As we already know, having a stoma means that a section of your bowel has been brought out through a cut in your abdomen. Sometimes, this can lead to weakness in the area around your stoma, that can lead to the abdominal muscles bulging out, creating a lump, or swelling. Although the size of the parastomal hernia is different from person to person, it is often the size of a lime when it first appears. As time goes by, the hernia is bound to get bigger.
Types of parastomal hernia
It is called a sliding parastomal hernia, when a segment of the intestine that was used to create the stoma, loops – or ‘slides’ – under the skin.
With a true parastomal hernia, a loop of the intestine pushes through the hole in the abdomen and stays under the skin, forming a bulge. If you suspect a true hernia, contact your nurse or doctor immediately as there is a great risk of your bowel being squeezed between the muscle layers.
What causes a parastomal hernia?

» **Point localization data**:
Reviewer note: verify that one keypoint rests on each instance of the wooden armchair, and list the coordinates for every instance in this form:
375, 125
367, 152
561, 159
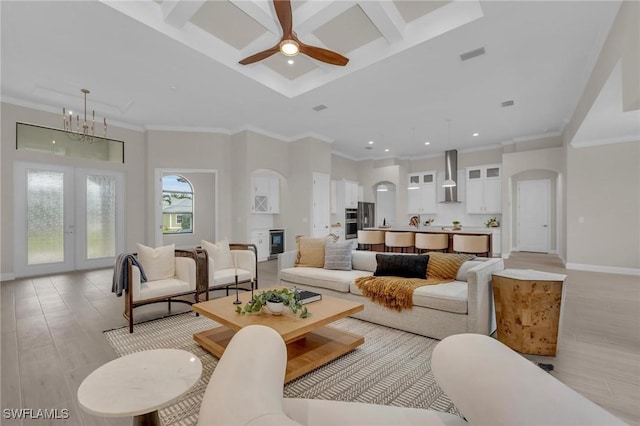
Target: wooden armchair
183, 283
245, 265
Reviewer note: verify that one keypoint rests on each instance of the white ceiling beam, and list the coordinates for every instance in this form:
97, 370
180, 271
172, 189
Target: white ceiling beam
262, 12
178, 12
314, 14
386, 18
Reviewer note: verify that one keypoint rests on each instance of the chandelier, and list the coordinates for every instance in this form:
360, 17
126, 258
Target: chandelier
85, 131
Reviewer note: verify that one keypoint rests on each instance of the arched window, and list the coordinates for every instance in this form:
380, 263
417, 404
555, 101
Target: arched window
177, 205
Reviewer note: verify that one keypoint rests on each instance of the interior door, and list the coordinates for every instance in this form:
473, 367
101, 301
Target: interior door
66, 218
533, 215
321, 213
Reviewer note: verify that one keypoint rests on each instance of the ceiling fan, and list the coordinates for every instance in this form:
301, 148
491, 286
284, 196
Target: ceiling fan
289, 44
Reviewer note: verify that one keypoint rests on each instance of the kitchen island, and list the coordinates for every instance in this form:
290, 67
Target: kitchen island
435, 229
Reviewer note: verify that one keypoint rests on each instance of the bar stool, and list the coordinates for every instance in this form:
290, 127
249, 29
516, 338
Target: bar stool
401, 240
474, 244
370, 238
431, 242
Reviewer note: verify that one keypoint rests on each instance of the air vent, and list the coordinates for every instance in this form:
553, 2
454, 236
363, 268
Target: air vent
472, 54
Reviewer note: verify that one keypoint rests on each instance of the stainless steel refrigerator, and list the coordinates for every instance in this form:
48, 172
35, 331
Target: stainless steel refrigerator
366, 215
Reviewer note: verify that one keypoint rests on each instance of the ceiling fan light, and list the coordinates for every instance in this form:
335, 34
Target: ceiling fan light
289, 47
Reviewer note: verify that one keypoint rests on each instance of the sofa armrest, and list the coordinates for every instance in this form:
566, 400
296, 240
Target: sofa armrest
246, 385
480, 296
186, 271
286, 260
498, 386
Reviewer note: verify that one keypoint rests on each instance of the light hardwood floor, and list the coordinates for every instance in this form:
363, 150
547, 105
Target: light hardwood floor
52, 337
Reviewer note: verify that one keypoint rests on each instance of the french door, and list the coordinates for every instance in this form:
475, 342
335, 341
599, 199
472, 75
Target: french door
66, 218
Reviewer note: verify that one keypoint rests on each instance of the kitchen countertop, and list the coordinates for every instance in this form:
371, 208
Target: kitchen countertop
438, 229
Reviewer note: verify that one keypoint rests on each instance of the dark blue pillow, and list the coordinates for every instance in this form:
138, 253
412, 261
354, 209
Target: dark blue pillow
397, 265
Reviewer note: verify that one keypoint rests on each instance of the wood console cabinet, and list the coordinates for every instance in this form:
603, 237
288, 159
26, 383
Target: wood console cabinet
528, 309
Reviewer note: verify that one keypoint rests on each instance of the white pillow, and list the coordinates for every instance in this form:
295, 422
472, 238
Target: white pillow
220, 253
158, 263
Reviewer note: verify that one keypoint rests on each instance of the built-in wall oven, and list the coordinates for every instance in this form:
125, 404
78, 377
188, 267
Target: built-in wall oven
350, 224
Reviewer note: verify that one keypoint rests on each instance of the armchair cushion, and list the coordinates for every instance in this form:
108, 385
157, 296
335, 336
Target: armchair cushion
219, 252
184, 281
157, 263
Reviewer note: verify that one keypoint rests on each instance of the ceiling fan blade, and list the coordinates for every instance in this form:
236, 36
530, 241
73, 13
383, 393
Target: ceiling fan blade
323, 55
260, 56
283, 10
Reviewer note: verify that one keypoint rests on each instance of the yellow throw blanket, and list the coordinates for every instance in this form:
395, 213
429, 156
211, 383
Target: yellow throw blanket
397, 292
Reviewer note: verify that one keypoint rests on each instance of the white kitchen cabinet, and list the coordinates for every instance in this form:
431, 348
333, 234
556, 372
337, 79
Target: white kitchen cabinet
496, 242
265, 194
421, 193
261, 240
484, 189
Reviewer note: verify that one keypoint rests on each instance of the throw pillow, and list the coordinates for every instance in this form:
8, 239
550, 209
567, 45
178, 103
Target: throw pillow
338, 256
310, 251
157, 263
220, 253
397, 265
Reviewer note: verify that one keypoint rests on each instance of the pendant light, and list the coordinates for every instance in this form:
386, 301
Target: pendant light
448, 183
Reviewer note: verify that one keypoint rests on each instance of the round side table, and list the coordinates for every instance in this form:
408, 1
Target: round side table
139, 384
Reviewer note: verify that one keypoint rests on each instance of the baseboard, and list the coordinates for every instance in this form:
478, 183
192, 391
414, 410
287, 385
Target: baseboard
604, 269
7, 277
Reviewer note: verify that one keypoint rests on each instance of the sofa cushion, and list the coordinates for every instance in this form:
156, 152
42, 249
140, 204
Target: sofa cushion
464, 269
448, 297
391, 265
220, 253
337, 255
161, 288
157, 263
228, 276
363, 260
322, 278
310, 251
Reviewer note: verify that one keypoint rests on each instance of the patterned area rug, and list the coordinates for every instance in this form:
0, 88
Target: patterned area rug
391, 368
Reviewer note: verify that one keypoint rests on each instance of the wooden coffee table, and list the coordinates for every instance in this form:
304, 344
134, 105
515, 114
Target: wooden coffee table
310, 343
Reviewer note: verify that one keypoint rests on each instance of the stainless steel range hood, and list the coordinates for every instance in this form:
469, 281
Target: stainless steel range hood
451, 172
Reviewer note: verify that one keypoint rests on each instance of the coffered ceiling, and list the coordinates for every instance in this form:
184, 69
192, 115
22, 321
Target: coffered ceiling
174, 65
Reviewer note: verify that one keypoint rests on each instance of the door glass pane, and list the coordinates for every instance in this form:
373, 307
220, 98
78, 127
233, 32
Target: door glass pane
101, 216
45, 217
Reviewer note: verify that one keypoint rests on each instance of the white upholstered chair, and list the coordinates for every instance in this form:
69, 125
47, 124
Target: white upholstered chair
223, 264
488, 382
178, 279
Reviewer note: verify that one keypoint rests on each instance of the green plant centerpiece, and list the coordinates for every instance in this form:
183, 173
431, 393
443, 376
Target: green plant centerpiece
288, 298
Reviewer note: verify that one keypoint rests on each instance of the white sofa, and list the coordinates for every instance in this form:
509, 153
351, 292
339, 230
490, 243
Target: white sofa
495, 386
463, 306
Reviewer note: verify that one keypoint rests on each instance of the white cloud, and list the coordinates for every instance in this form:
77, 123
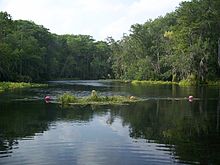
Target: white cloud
99, 18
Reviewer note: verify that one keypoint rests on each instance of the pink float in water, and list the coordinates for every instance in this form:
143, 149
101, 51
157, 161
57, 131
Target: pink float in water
190, 98
47, 99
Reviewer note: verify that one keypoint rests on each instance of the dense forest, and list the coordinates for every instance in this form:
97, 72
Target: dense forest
182, 45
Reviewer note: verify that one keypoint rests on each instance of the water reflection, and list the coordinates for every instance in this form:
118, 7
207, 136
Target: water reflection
151, 132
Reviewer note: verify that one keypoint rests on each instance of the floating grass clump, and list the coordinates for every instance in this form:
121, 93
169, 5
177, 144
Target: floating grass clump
94, 99
67, 98
4, 86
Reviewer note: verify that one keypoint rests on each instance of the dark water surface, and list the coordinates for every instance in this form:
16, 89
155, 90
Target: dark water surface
165, 129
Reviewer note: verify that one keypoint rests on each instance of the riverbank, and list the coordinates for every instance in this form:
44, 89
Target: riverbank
181, 83
4, 86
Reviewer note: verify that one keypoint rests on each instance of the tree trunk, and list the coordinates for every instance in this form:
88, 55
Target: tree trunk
219, 52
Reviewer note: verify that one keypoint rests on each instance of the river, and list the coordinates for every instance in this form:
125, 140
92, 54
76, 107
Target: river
165, 129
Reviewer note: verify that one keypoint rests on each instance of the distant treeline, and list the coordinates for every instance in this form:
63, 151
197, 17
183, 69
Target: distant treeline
181, 45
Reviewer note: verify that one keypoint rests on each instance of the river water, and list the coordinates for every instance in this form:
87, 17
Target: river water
165, 129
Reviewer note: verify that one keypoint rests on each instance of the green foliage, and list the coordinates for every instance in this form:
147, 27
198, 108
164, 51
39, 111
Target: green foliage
173, 47
94, 98
14, 85
144, 82
29, 52
67, 98
169, 48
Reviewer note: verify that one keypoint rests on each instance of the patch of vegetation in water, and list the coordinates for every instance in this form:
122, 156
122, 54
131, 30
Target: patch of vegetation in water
4, 86
95, 99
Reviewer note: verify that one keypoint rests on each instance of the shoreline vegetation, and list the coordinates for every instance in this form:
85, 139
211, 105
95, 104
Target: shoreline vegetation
5, 86
95, 99
181, 83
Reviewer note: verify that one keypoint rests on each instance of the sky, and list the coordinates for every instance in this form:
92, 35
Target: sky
98, 18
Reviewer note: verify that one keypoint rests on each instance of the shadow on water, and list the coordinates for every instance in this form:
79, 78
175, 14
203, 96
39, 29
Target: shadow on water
188, 131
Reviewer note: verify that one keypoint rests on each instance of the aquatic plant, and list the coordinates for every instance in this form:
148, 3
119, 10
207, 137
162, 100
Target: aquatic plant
94, 98
67, 98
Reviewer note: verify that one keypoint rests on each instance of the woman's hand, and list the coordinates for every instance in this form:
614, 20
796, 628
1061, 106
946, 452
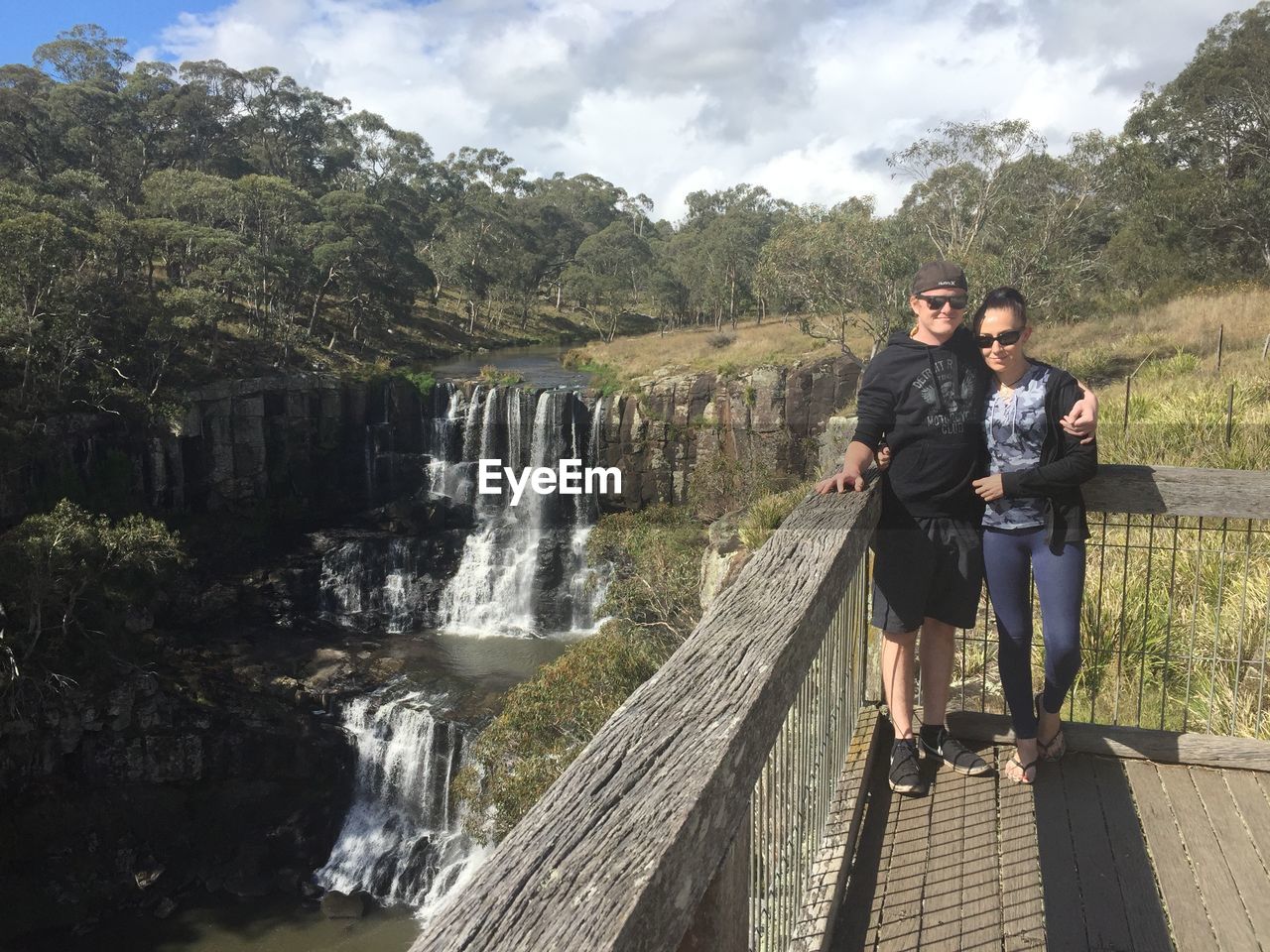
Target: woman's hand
989, 488
1082, 420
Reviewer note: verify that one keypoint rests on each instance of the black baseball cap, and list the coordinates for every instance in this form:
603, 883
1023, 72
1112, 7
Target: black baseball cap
939, 275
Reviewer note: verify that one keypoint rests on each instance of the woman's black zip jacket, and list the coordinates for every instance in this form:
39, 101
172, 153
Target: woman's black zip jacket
1065, 465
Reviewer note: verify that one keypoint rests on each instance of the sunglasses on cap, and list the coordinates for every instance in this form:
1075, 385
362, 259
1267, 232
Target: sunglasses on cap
1005, 338
937, 302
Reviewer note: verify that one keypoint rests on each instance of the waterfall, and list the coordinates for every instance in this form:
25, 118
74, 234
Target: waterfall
403, 839
376, 579
444, 436
524, 567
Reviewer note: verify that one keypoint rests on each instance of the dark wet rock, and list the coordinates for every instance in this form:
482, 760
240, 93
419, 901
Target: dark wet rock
340, 905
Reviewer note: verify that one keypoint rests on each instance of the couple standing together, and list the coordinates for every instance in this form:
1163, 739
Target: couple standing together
985, 460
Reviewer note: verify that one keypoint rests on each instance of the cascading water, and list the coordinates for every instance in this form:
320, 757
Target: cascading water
379, 580
402, 841
524, 569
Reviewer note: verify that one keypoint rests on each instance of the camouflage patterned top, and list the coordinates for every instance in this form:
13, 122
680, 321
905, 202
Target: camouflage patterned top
1015, 429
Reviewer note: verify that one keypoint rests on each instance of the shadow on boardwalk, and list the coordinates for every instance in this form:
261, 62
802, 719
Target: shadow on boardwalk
1101, 855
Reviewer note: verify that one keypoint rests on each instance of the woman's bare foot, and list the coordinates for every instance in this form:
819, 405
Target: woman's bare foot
1021, 767
1049, 726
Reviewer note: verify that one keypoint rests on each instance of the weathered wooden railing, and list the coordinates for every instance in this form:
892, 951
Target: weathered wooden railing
699, 814
706, 812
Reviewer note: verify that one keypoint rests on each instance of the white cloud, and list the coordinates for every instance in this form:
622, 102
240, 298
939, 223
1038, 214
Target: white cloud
665, 96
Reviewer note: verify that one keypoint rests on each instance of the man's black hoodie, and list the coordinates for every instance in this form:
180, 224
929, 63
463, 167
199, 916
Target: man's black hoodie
928, 403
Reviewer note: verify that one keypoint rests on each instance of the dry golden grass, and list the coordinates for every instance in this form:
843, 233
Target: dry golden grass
698, 350
1178, 400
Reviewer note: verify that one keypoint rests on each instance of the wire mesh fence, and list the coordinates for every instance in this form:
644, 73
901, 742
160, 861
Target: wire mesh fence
795, 792
1175, 626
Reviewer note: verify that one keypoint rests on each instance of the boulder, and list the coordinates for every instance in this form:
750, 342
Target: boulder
340, 905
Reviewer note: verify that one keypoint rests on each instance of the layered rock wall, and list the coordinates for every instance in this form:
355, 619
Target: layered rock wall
324, 444
127, 796
765, 422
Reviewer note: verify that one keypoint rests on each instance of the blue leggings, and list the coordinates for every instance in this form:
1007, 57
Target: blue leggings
1007, 555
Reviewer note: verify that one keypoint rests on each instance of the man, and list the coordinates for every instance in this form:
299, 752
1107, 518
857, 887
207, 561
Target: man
924, 394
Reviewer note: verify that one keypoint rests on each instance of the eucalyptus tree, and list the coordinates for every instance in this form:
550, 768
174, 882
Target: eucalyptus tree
607, 276
1202, 149
842, 268
717, 245
961, 172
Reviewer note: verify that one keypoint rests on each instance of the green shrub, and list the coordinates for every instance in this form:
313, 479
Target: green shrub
720, 339
545, 724
71, 575
767, 513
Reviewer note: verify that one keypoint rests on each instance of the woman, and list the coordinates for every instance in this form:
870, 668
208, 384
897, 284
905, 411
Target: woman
1034, 524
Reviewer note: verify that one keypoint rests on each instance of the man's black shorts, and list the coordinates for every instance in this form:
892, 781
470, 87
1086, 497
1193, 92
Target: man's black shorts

» **Actions to take**:
1) In the parastomal hernia text, rewrite the part from "With a true" up to and including "the muscle layers.", changing "bulge" to "lump".
2) According to the parastomal hernia text, how big is a parastomal hernia often when it first appears?

» **Answers for this exercise**:
1)
With a true parastomal hernia, a loop of the intestine pushes through the hole in the abdomen and stays under the skin, forming a lump. If you suspect a true hernia, contact your nurse or doctor immediately as there is a great risk of your bowel being squeezed between the muscle layers.

2) It is often the size of a lime.